Callhome SRC E3325009 reported for Version 9

Created by Karyn Corneli on Mon, 09/09/2019 - 13:53

Published URL:

https://www.ibm.com/support/pages/node/1073300

1073300

Troubleshooting

Problem

Call home SRC E3325009 occurs when the primary HMC fails to remaster within the time window for arbitration. This event is reported to notify the customer that the managed system might be running without a primary HMC to perform problem analysis if a service event were to occur against the system. The primary HMC function is critical to ensure hardware events are reported and called home to IBM.

Symptom

Call home SRC E3325009 is listed on the HMC, under Manage Serviceable Events or in lssvcevents -t hardware, reported against the HMC MTMS that is the primary HMC. The SRC E3325009 is reported at least once per day due to the scheduled operation that runs for rearbitration. It can also be reported due to an HMC reboot or if the managed system is removed and readded to the HMC.

Cause

The HMC has 15 minutes to remaster and establish a primary analyzing HMC when arbitration runs. If it doesn't, the HMC will report the SRC and call home to IBM. This is to report that the customer has a managed system without a primary HMC to perform problem analysis and call home system level errors, SRC events. This SRC reported at Version 9 is due to:

1. The rearbitration schedule in V9, which causes the SRC to be reported once a day.

....

Task description.
Reproduce verbatim the part of the SRC E3325009 page starting with "Created by Karyn" and going on through "called home to IBM.". The rows that come next are separate material and have nothing to do with the SRC E3325009 page.

....

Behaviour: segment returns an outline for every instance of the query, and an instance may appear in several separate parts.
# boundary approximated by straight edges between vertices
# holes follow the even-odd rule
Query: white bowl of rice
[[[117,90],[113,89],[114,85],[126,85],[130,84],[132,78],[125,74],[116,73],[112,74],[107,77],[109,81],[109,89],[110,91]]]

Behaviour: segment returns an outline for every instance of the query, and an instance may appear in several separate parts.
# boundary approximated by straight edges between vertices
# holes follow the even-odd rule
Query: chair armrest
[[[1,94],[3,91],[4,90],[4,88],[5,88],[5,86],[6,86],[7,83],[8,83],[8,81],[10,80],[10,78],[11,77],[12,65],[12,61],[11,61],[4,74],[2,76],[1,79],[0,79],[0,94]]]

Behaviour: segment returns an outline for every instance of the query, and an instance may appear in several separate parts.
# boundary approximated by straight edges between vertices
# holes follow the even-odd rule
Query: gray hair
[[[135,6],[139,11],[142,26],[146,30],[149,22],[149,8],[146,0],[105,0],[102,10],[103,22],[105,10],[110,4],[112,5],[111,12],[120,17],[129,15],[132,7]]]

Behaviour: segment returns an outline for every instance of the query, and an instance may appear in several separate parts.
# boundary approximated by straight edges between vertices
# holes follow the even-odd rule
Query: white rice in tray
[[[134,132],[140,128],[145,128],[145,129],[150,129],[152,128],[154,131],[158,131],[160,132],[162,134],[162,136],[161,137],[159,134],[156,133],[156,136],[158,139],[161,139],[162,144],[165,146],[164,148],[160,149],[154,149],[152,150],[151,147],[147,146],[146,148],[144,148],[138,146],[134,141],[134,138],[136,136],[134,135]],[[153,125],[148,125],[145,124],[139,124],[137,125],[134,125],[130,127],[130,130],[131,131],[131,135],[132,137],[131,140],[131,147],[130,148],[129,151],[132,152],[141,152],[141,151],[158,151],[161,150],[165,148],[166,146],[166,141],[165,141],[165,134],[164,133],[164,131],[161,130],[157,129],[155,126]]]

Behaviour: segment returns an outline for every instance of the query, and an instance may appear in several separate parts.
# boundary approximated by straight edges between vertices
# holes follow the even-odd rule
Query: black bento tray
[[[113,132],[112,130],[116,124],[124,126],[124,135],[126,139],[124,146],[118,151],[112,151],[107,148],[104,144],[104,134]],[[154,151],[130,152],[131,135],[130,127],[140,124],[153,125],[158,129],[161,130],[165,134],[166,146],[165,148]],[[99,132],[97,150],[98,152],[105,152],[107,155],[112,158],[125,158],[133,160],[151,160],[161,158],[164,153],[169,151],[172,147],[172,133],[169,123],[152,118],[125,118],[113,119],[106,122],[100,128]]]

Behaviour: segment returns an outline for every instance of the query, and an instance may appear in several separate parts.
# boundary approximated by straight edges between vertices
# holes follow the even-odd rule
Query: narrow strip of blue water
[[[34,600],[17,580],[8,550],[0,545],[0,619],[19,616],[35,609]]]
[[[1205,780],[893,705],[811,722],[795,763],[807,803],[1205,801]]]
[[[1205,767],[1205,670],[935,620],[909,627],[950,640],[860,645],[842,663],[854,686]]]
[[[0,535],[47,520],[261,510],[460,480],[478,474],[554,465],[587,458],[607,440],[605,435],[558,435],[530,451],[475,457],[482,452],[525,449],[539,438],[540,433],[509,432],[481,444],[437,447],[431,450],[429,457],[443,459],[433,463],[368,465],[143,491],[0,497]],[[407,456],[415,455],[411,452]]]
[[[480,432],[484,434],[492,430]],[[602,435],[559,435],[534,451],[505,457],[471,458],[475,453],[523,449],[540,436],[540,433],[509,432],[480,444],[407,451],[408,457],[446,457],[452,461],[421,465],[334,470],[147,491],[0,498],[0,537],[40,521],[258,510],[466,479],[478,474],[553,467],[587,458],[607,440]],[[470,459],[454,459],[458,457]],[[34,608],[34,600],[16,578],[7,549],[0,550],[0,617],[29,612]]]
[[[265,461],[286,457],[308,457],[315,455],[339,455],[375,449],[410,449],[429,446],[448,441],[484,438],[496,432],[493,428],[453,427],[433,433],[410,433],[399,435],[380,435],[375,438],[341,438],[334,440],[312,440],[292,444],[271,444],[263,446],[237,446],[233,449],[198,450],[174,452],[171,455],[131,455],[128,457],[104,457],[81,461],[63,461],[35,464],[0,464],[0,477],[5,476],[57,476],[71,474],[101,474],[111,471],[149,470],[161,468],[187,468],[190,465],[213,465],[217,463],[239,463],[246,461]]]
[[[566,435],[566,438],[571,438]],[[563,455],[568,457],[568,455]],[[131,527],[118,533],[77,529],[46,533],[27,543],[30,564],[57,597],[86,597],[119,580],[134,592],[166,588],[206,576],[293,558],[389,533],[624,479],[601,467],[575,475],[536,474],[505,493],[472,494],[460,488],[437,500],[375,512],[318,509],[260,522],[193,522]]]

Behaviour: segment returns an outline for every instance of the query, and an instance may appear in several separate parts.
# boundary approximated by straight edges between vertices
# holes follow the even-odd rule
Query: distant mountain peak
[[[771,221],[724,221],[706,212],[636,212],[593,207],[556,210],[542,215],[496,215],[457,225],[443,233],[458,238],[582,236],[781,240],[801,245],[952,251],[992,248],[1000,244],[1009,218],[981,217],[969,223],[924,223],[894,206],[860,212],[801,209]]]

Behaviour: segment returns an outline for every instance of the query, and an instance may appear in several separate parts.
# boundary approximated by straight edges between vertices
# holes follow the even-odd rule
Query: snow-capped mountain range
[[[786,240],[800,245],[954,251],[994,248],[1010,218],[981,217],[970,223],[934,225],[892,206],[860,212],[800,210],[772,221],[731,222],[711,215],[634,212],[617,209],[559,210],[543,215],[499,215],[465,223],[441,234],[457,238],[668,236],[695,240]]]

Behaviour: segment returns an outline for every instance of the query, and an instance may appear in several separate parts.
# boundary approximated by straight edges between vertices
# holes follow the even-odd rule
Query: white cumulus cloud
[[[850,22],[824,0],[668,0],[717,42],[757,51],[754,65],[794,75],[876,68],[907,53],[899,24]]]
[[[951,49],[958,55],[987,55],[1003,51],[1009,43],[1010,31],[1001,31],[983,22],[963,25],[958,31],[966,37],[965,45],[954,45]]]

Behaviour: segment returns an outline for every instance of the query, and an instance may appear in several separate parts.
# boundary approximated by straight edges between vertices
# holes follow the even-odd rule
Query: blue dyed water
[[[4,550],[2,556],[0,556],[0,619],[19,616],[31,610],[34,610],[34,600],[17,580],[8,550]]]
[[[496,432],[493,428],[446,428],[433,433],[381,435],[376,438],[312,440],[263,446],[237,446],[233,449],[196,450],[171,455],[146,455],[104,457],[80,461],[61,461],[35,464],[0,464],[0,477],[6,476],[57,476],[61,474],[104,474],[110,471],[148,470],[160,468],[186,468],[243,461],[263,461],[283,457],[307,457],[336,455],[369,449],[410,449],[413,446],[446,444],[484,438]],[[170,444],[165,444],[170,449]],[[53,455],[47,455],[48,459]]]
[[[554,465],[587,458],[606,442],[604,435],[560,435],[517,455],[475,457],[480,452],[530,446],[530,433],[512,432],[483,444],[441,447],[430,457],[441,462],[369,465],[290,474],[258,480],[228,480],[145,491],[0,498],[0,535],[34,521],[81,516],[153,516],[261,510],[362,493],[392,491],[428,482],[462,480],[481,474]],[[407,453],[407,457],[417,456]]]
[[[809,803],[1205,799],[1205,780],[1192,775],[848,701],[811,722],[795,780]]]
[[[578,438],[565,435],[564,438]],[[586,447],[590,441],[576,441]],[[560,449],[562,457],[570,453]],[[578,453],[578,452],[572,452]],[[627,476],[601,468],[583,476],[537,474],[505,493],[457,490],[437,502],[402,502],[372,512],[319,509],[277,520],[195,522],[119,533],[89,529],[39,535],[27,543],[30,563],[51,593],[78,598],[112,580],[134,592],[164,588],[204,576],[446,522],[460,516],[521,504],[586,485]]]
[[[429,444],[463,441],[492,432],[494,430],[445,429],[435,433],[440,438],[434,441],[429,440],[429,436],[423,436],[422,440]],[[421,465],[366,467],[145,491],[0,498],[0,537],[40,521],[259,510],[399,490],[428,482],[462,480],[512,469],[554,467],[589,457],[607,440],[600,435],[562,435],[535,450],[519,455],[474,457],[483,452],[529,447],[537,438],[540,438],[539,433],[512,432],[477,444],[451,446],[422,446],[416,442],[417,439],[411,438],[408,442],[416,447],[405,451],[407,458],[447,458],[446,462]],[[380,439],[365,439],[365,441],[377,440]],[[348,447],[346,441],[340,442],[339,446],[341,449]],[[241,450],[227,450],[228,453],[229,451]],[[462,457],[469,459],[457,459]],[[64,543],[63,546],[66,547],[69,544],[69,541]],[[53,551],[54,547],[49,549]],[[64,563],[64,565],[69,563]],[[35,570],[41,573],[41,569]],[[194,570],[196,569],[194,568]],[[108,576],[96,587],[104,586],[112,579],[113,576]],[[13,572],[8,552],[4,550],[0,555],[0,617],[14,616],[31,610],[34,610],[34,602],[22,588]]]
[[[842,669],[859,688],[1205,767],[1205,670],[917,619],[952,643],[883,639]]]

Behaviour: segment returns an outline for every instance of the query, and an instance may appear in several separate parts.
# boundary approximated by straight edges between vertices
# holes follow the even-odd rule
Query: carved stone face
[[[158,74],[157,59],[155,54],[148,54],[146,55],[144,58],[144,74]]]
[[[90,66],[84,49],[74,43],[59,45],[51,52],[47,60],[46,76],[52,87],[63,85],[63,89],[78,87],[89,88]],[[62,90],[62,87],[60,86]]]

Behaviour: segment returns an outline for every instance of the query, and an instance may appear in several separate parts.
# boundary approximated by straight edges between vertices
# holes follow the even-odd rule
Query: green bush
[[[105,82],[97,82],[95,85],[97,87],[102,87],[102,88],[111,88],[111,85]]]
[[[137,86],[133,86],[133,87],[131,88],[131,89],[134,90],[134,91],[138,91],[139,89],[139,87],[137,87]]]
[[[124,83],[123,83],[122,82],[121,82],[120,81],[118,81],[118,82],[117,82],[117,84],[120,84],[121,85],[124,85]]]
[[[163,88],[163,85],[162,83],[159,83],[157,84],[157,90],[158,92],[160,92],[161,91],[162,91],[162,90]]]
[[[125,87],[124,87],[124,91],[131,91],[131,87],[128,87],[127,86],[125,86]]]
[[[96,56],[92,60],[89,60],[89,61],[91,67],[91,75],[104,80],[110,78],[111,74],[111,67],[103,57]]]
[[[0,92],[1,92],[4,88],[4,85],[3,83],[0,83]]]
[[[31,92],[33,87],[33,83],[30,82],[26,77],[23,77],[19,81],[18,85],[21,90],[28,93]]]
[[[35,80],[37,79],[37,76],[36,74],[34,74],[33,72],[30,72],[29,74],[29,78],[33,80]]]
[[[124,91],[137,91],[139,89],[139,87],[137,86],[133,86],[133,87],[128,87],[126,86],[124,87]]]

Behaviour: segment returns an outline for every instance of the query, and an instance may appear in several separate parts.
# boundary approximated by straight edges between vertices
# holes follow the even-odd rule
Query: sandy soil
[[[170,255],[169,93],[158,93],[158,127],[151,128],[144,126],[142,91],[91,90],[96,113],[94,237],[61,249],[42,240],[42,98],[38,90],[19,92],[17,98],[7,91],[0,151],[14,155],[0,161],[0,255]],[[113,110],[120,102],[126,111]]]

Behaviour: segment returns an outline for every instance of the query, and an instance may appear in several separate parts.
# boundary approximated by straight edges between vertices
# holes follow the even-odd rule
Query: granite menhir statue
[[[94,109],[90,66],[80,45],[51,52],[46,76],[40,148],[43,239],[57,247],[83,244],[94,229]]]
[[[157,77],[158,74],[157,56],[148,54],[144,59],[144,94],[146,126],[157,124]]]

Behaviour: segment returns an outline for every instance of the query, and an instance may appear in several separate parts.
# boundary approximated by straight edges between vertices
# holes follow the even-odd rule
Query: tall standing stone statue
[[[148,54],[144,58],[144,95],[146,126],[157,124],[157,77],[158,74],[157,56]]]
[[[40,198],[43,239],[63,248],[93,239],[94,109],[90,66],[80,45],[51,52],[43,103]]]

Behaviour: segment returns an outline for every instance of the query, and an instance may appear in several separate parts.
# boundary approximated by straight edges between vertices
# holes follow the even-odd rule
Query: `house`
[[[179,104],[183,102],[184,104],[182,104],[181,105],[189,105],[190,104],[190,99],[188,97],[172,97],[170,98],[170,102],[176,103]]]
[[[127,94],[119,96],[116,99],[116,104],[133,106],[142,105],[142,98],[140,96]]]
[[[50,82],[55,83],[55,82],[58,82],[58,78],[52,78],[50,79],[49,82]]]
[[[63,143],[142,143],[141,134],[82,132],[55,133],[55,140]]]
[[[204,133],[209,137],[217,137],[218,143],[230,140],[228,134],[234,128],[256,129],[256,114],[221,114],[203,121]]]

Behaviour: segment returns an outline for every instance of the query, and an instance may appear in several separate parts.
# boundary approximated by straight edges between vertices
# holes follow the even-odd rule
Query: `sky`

....

Exercise output.
Created by Karyn Corneli on Mon, 09/09/2019 - 13:53

Published URL:

https://www.ibm.com/support/pages/node/1073300

1073300

Troubleshooting

Problem

Call home SRC E3325009 occurs when the primary HMC fails to remaster within the time window for arbitration. This event is reported to notify the customer that the managed system might be running without a primary HMC to perform problem analysis if a service event were to occur against the system. The primary HMC function is critical to ensure hardware events are reported and called home to IBM.